- EXCERTO SELECIONADO:
###

34. E, posteriormente rejeita a participação do aqui signatário, quer com base na carta mandadeira apresentada em 2023.10.19, quer da apresentada em 2023.10.24.

35. Quando, na verdade, ambos os instrumentos de representação cumprem os requisitos legalmente estabelecimentos pelo Código das Sociedades Comerciais.

36. Situação agravada pelo facto de a assembleia geral ter sido convocada judicialmente a pedido do Autor, representando em juízo nada mais, nada menos de que pelo aqui signatário.

37. Assim, sendo forçoso concluir que o Presidente da Mesa impediu o Autor de se fazer representar e participar na assembleia geral de sócios em causa, violando, assim, o disposto no artº. 248º., nº. 5 do CSC, segundo o qual:

Nenhum sócio pode ser privado, nem sequer por disposição do contrato, de participar na assembleia, ainda que esteja impedido de exercer o direito de voto”.

38. Em face do que vem exposto, ao impedir a participação do sócio na assembleia geral, em manifesta violação das normas legais supra indicadas, o Presidente da Mesa impediu o normal funcionamento da assembleia.

39. Impedindo, em particular, que fossem tomadas quaisquer deliberações quanto ao Ponto 5 da ordem de trabalhos, referente à deliberação de exclusão da sócia DD pelos factos por esta praticados posteriormente à deliberação tomada na assembleia geral de sócios realizada em 2022.07.29 e que fosse e consequente pedido de indemnização civil formulado contra a mesma por parte da sociedade.

40. Deste modo, em face da atuação do Presidente da Mesa que, de forma ilícita e injustificada, impediu a participação do sócio AA na assembleia geral regularmente convocada pelo Tribunal, impõe-se ao Tribunal o agendamento de nova data para a realização da assembleia geral com vista à apreciação e deliberação dos pontos 1 a 5 da ordem de trabalhos, dado que nenhuma deliberação foi tomada nesse âmbito.

Nestes termos e demais de Direito, requer-se a V. Exa. que, nos termos do artº. 1057º. do CPC se digne a determinar agendamento de nova data para a realização da assembleia geral com vista à apreciação e deliberação dos pontos 1 a 5 da ordem de trabalhos.’

Apreciando o requerido, proferiu o tribunal o seguinte despacho:

Salvo o devido respeito, os presentes autos terminaram por transação, homologada por sentença proferida em 3.10.2023, conforme dispõe o art. 277º, al. d) do CPC.

###

[Excertos de registos de segmentação]

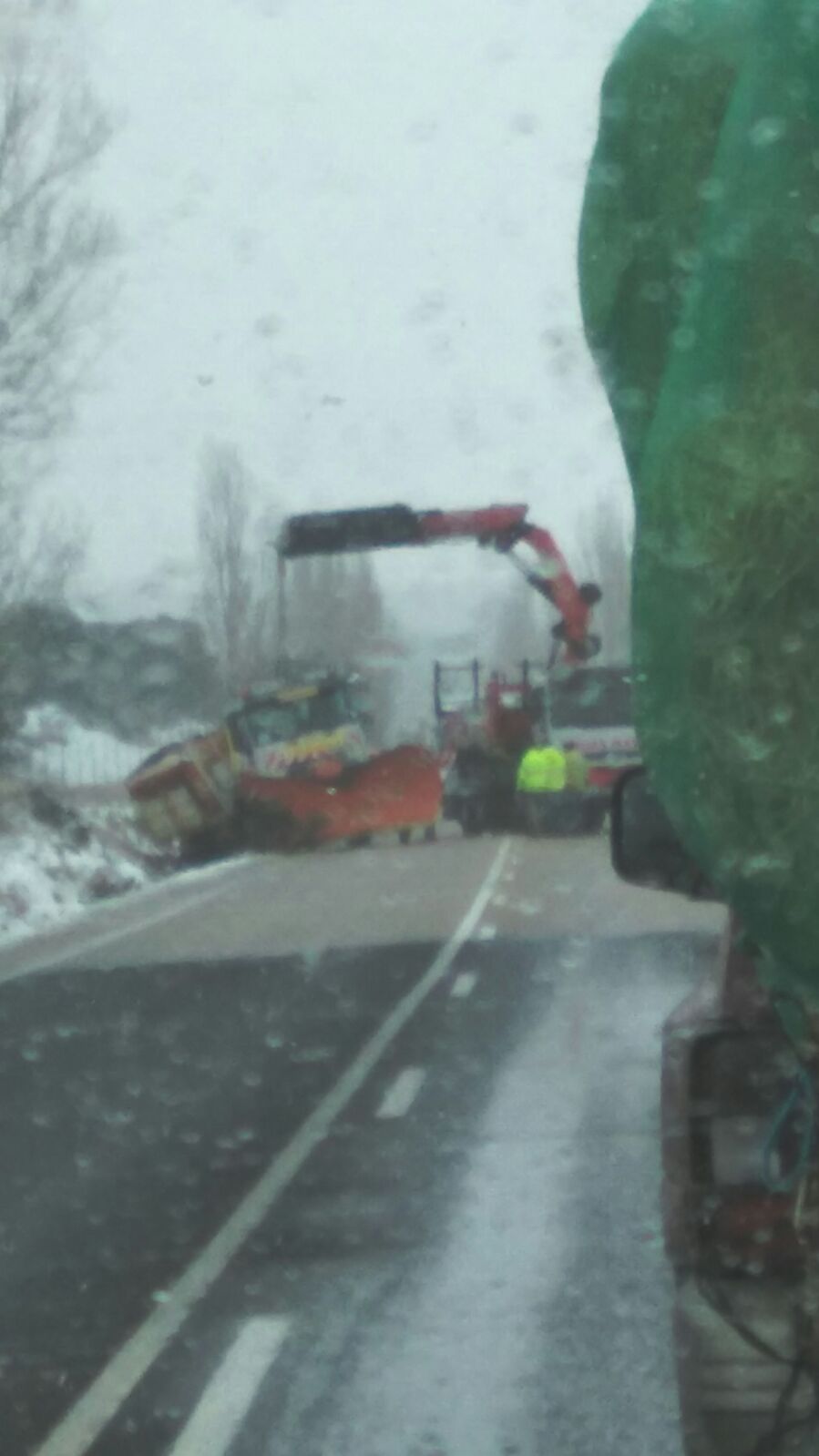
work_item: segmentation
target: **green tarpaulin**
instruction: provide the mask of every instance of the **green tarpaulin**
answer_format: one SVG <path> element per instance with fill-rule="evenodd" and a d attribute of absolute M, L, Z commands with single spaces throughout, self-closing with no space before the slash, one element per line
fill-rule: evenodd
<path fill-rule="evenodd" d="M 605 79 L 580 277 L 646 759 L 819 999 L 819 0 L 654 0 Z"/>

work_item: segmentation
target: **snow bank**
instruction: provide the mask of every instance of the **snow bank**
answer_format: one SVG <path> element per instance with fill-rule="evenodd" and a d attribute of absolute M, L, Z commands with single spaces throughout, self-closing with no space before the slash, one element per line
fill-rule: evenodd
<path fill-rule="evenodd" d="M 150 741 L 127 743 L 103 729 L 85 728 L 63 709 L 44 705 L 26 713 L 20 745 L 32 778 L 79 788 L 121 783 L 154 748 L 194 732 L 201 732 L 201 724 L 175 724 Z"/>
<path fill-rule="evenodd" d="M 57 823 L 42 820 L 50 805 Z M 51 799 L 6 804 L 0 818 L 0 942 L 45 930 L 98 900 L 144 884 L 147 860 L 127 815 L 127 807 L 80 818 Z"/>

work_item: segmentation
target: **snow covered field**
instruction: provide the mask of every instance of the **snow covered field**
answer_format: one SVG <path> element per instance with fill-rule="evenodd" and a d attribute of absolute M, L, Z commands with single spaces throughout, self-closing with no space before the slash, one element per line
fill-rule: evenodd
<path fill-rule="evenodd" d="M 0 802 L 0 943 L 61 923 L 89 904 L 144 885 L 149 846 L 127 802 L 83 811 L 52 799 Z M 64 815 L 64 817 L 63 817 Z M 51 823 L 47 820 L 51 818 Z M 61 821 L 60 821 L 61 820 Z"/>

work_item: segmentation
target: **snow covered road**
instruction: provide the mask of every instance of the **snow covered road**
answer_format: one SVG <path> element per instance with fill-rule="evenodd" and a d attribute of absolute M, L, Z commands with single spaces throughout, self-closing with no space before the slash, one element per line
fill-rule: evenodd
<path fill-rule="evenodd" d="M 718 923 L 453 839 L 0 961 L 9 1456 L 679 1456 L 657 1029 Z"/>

###

- TAREFAS PROPOSTAS:
A. Reescreva de forma mais breve o parágrafo do texto sobre a assembleia geral que começa por «Deste modo, em face da atuação», preservando os factos principais.
B. Escreva a continuação do texto sobre a assembleia geral, começando logo após a última frase apresentada.

- RESPOSTAS POR TAREFA:
A. O Presidente da Mesa impediu, de forma ilícita e injustificada, a participação do sócio AA na assembleia geral convocada pelo Tribunal. Como nenhuma deliberação foi tomada, impõe-se ao Tribunal marcar nova data para a assembleia apreciar e deliberar os pontos 1 a 5 da ordem de trabalhos.

B.
Tal significa que se esgotou o poder jurisdicional relativamente à matéria tratada nos autos, nos termos do art. 613º do CPC.

E ainda que tal não releve, precisamente por força do esgotamento do poder jurisdicional, quer-nos parecer que a assembleia geral de sócios foi já realizada, precisamente em execução da indicada transação homologada por sentença. Eventuais irregularidades desta não podem ser decididas nestes autos nem conduzir, salvo o devido respeito, a nova decisão sobre o mérito desta ação (ora para designar outra data para a realização de uma nova assembleia geral de sócios), pois nesta foi, insiste-se, homologada a transação outorgada pelas partes, no sentido da convocação de uma assembleia geral de sócios, que terá decorrido nos dias 19.10.2023 e 24.10.2023.

Em face do exposto, indefere-se o requerido em 25.10.2023, mostrando-se por isso desnecessária a notificação da Ré para se pronunciar, querendo, sobre o ali requerido (art. 3º, n.º 3 do CPC).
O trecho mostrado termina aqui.